◆ **WHAT IS EXPECTED**
In the records below, find the line that contains "Each instance of the stamen" and the line that contains "Each instance of the pink", then retype exactly those two lines and every line between them.

---------- DATASET RECORDS

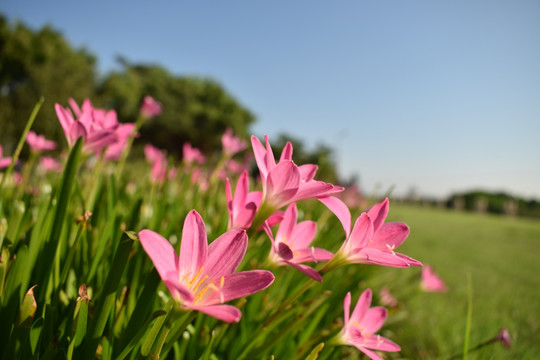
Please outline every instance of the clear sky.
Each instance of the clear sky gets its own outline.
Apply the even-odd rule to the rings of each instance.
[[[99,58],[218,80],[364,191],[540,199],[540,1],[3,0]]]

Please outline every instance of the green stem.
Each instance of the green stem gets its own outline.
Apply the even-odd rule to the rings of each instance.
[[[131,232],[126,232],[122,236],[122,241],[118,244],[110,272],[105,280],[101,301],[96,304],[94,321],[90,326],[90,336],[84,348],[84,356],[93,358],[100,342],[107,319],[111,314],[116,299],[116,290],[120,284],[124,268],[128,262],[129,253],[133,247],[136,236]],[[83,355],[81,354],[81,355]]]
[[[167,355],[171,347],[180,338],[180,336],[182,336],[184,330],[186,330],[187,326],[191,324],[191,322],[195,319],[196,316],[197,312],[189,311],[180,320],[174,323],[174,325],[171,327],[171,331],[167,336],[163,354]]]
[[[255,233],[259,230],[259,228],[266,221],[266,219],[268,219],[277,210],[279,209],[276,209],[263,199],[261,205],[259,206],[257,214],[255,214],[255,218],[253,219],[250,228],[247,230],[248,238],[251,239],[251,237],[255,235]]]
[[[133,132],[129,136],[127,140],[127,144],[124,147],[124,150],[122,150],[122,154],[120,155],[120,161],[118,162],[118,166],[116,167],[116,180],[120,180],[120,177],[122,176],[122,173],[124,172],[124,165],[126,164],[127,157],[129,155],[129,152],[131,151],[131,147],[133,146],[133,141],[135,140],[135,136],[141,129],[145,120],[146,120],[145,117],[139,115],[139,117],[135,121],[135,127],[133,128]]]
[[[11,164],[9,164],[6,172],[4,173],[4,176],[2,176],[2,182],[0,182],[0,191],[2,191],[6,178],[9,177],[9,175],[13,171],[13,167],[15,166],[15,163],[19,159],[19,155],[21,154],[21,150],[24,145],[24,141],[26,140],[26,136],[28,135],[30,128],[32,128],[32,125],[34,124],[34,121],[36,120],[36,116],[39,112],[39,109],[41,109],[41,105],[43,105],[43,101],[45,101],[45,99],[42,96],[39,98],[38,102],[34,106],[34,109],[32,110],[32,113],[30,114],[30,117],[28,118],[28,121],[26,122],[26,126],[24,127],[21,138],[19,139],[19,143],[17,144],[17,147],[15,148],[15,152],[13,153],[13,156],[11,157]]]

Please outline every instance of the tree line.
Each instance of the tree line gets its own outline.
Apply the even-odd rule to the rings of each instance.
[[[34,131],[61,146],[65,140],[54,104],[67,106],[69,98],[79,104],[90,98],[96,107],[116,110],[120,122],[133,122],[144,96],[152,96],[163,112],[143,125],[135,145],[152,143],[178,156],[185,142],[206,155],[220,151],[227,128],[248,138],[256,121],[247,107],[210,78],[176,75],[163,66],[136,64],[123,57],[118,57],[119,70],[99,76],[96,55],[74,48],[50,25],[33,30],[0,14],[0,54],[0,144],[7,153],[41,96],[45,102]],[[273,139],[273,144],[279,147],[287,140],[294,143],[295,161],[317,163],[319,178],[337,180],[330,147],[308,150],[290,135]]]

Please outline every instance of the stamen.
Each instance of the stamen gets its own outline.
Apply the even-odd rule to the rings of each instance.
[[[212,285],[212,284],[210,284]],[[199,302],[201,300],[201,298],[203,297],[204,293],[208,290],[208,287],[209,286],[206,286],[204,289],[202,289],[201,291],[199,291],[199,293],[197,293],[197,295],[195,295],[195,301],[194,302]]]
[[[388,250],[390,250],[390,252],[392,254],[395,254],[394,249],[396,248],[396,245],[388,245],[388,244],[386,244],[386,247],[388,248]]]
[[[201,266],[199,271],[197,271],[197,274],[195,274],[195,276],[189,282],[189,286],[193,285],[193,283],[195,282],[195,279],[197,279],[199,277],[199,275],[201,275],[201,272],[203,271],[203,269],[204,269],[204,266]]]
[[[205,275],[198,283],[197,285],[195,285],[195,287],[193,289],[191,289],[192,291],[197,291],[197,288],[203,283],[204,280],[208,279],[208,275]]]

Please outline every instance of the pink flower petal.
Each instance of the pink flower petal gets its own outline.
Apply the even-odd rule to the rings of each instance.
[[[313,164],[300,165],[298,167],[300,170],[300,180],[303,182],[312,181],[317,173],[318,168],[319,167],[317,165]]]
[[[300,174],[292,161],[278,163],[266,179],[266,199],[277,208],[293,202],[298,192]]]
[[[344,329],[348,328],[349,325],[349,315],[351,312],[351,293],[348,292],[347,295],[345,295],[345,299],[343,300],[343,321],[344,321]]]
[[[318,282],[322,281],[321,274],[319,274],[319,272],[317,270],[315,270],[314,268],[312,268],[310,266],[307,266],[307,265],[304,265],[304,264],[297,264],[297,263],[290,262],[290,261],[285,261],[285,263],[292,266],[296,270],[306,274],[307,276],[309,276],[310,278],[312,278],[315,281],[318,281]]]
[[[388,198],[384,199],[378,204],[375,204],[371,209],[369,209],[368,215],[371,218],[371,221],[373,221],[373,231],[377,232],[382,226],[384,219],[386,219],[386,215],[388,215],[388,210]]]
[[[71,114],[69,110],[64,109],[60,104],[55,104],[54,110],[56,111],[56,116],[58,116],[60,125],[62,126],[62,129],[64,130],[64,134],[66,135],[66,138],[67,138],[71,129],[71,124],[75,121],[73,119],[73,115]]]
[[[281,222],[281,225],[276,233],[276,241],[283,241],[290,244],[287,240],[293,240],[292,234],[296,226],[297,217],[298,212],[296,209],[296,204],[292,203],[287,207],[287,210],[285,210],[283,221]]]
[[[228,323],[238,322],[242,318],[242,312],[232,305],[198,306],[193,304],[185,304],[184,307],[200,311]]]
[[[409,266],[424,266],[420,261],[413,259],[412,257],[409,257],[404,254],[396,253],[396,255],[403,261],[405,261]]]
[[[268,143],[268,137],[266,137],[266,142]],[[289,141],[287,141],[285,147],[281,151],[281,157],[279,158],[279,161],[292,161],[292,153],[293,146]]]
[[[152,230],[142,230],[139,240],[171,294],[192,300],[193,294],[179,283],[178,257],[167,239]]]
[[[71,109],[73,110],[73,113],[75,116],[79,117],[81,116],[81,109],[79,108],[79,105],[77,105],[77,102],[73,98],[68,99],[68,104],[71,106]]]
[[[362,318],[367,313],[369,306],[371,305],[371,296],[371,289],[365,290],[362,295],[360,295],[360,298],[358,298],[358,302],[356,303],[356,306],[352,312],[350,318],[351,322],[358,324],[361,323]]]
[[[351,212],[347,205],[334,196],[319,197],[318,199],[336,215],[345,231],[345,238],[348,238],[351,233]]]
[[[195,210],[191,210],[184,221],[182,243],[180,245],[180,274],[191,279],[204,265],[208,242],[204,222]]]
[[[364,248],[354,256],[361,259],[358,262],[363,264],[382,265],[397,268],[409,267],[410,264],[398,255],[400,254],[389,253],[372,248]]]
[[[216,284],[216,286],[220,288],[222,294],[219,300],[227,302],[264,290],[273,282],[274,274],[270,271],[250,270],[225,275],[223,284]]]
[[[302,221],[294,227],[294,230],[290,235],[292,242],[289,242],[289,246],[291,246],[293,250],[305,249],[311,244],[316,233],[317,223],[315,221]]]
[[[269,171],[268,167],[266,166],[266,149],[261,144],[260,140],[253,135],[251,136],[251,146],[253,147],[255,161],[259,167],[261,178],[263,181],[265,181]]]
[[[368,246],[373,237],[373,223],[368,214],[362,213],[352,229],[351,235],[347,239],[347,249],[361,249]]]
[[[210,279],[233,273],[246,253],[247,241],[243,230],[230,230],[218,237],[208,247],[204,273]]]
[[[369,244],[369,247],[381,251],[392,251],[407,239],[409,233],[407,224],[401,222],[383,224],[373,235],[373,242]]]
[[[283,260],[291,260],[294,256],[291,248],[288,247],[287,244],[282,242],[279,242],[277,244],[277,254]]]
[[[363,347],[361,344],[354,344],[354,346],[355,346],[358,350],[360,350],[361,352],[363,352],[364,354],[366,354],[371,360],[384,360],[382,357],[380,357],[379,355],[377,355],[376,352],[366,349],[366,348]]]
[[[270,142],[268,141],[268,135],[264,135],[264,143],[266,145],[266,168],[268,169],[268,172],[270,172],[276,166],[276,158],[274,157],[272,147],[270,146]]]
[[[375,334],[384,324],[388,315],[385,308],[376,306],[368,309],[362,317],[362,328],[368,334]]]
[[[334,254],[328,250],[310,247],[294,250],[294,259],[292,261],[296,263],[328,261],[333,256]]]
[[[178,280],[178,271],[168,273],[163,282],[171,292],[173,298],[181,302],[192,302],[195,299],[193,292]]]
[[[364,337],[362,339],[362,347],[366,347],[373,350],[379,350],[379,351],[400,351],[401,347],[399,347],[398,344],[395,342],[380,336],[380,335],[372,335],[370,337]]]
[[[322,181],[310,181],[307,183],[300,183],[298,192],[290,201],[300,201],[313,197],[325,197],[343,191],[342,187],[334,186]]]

--------------------

◆ **TASK SOLUTION**
Each instance of the stamen gets its own outline.
Apply the even-odd rule to the rings of each instance.
[[[212,285],[212,284],[210,284]],[[199,302],[201,300],[201,298],[203,297],[204,293],[208,290],[208,287],[209,286],[206,286],[204,289],[202,289],[201,291],[199,291],[199,293],[197,293],[197,295],[195,295],[195,301],[194,302]]]
[[[388,250],[390,250],[390,252],[392,254],[395,254],[394,249],[396,248],[396,245],[388,245],[388,244],[386,244],[386,247],[388,248]]]
[[[201,266],[199,271],[197,271],[197,274],[195,274],[195,276],[189,282],[189,286],[193,285],[193,283],[195,282],[195,279],[197,279],[199,277],[199,275],[201,275],[201,272],[203,271],[203,269],[204,269],[204,266]]]
[[[205,275],[198,283],[197,285],[195,285],[195,287],[193,289],[191,289],[192,291],[197,291],[197,288],[203,283],[204,280],[208,279],[208,275]]]

Please outline every instance of the pink flower petal.
Each instance of the pink flower petal gets its own outline.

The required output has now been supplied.